Pointing dataset excerpts
•••••

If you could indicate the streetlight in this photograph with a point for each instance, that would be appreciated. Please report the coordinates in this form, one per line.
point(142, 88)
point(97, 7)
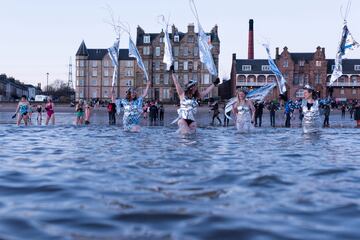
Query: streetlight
point(47, 83)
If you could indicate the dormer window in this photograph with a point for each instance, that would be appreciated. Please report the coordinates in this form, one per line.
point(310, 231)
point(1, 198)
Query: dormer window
point(265, 68)
point(246, 67)
point(176, 38)
point(147, 39)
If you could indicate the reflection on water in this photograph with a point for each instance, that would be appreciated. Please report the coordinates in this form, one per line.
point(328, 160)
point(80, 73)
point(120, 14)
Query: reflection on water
point(98, 182)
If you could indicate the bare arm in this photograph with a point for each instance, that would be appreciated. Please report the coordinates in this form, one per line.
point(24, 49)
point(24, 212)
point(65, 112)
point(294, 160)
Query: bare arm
point(113, 95)
point(207, 91)
point(146, 89)
point(251, 105)
point(177, 86)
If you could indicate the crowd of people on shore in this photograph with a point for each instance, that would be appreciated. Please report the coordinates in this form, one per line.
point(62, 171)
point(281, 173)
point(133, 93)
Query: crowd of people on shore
point(247, 113)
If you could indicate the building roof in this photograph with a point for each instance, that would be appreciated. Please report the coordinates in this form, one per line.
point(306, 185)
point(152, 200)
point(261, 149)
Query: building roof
point(124, 54)
point(256, 65)
point(97, 54)
point(348, 66)
point(82, 51)
point(296, 57)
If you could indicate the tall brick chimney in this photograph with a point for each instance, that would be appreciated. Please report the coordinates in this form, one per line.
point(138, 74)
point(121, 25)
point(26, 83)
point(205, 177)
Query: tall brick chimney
point(251, 40)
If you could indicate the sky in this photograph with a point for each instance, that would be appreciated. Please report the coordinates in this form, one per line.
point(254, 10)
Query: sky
point(40, 36)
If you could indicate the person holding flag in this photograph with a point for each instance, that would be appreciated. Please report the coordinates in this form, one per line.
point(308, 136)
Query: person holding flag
point(189, 103)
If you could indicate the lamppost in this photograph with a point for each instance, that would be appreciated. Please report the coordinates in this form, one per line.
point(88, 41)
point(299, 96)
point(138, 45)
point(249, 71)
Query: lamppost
point(47, 83)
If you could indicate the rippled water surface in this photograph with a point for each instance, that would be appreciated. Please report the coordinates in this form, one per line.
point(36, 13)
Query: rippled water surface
point(98, 182)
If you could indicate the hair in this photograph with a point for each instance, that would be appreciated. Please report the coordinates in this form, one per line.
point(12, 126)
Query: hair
point(312, 92)
point(129, 92)
point(188, 93)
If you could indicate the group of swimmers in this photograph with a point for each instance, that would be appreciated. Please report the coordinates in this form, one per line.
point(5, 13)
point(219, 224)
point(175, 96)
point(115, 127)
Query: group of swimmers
point(24, 111)
point(132, 105)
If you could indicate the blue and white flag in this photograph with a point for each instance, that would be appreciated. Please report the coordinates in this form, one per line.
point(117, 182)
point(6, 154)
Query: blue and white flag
point(168, 56)
point(133, 52)
point(347, 43)
point(260, 93)
point(205, 51)
point(279, 77)
point(114, 56)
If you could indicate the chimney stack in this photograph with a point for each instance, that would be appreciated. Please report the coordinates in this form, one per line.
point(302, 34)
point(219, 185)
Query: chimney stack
point(251, 40)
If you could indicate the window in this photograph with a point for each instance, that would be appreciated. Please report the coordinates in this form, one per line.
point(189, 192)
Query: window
point(157, 65)
point(246, 67)
point(185, 66)
point(106, 93)
point(206, 79)
point(146, 63)
point(157, 78)
point(176, 38)
point(300, 93)
point(146, 50)
point(176, 51)
point(196, 51)
point(94, 94)
point(146, 39)
point(195, 66)
point(166, 93)
point(157, 51)
point(166, 78)
point(296, 79)
point(185, 51)
point(176, 66)
point(286, 63)
point(186, 78)
point(128, 83)
point(190, 39)
point(129, 63)
point(265, 68)
point(129, 72)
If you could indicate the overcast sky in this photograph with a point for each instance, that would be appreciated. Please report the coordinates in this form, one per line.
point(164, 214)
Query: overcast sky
point(40, 36)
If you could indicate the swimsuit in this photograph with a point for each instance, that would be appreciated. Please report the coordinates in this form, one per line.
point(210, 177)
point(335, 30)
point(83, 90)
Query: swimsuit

•••••

* _What the task asks_: All the records above need to be given again word for word. Skip the pictures.

* _Result of the task_:
If you could indicate the streetlight in this photograph with a point for each instance, that would be appreciated. Please report the coordinates in this form, one per line.
point(142, 88)
point(97, 7)
Query: streetlight
point(47, 83)
If you could indicate the dormer window in this photograph with a point for each instance, that would be appreciated. Please report the coordinates in this form, one per line.
point(310, 231)
point(1, 198)
Query: dormer window
point(265, 68)
point(246, 67)
point(176, 38)
point(147, 39)
If you could indicate the reflection on water in this photograph with a point for each instance, that would be appreciated. Please report the coordinates in this form, one per line.
point(328, 160)
point(80, 73)
point(120, 14)
Query: reflection on water
point(98, 182)
If you could indicate the bare arm in this photograph with a point for each instance, that would be appreciated. Please report the coordinates in this form, one per line.
point(24, 49)
point(24, 212)
point(65, 112)
point(294, 160)
Query: bare arm
point(113, 95)
point(207, 91)
point(146, 89)
point(251, 105)
point(177, 86)
If you could indicate the crowd of people on shore in this photograph with a point for each instance, that would be appreciated. Please report the coordinates in this form, one per line.
point(62, 171)
point(281, 173)
point(133, 93)
Query: crowd of people on shore
point(247, 113)
If you could indicate the building roof in this photograph with a point for each instance, that would be appreciated. Please report the coordinates in this form, one per line.
point(306, 185)
point(152, 200)
point(261, 149)
Query: building roof
point(124, 54)
point(256, 65)
point(97, 54)
point(348, 66)
point(82, 51)
point(296, 57)
If you could indicate the tall brick chimney in this photograph with a point for each instance, that would be appreciated. Please report the coordinates in this form, one per line.
point(138, 74)
point(121, 25)
point(26, 83)
point(205, 177)
Query: tall brick chimney
point(251, 40)
If you could indicate the sky in this photograph with a point for each instance, that would be appreciated. Please report the coordinates in this form, one per line.
point(254, 10)
Query: sky
point(40, 36)
If you could indicate the person holding flag in this photograph with a point for each instance, that would be appreciated. Please report the coordinates in this form, one per line.
point(308, 136)
Query: person holding flag
point(189, 103)
If you could indicate the lamppost in this photograph with a point for each instance, that would be appreciated. Please report the coordinates in this form, one per line.
point(88, 41)
point(299, 96)
point(138, 45)
point(249, 71)
Query: lamppost
point(47, 83)
If you could indicate the rippled water surface in this photograph with a point for each instance, that would be appreciated. Please report the coordinates in this form, one per line.
point(36, 13)
Query: rippled water surface
point(98, 182)
If you could indicate the hair in this photograph with a point for each instance, that would be appreciated. Please report the coordinates in this form, one per line.
point(12, 126)
Query: hair
point(312, 92)
point(129, 92)
point(188, 93)
If you could indicate the group of swimmers in this photograph with a point for each instance, that would be appreciated. Please report the coordinates in this form, one per line.
point(5, 13)
point(219, 224)
point(175, 96)
point(115, 127)
Query: group of swimmers
point(24, 111)
point(132, 105)
If you could indicate the blue and white flag in this photograph with a point for each instance, that would be appreciated. Please report the coordinates in this form, one per line.
point(117, 182)
point(6, 154)
Query: blue and white flag
point(168, 56)
point(133, 52)
point(347, 43)
point(260, 93)
point(205, 51)
point(279, 77)
point(114, 56)
If you could indicate the chimney stack in this photograph with a point for each instance, that would be appreciated. Please report the coordinates in this form, one per line.
point(302, 34)
point(219, 185)
Query: chimney stack
point(251, 40)
If you could indicate the window in this photograph with a point for each instance, that would be appreciated. Please report the coordinates in this form, one per line.
point(189, 192)
Query: window
point(157, 65)
point(246, 67)
point(185, 66)
point(106, 93)
point(206, 79)
point(146, 63)
point(157, 78)
point(176, 38)
point(300, 93)
point(146, 50)
point(176, 51)
point(196, 51)
point(94, 94)
point(146, 39)
point(195, 66)
point(166, 93)
point(157, 51)
point(166, 78)
point(296, 79)
point(185, 51)
point(176, 66)
point(286, 63)
point(186, 78)
point(128, 83)
point(190, 39)
point(129, 63)
point(265, 68)
point(129, 72)
If you could indicate the overcast sky in this photograph with a point for each instance, that would be appreciated. Please report the coordinates in this form, one per line.
point(164, 214)
Query: overcast sky
point(40, 36)
If you could indicate the swimsuit in this photograph with a point for each instance, that would be appreciated. Please report the coordinates in this form, one per line.
point(210, 177)
point(335, 30)
point(83, 90)
Query: swimsuit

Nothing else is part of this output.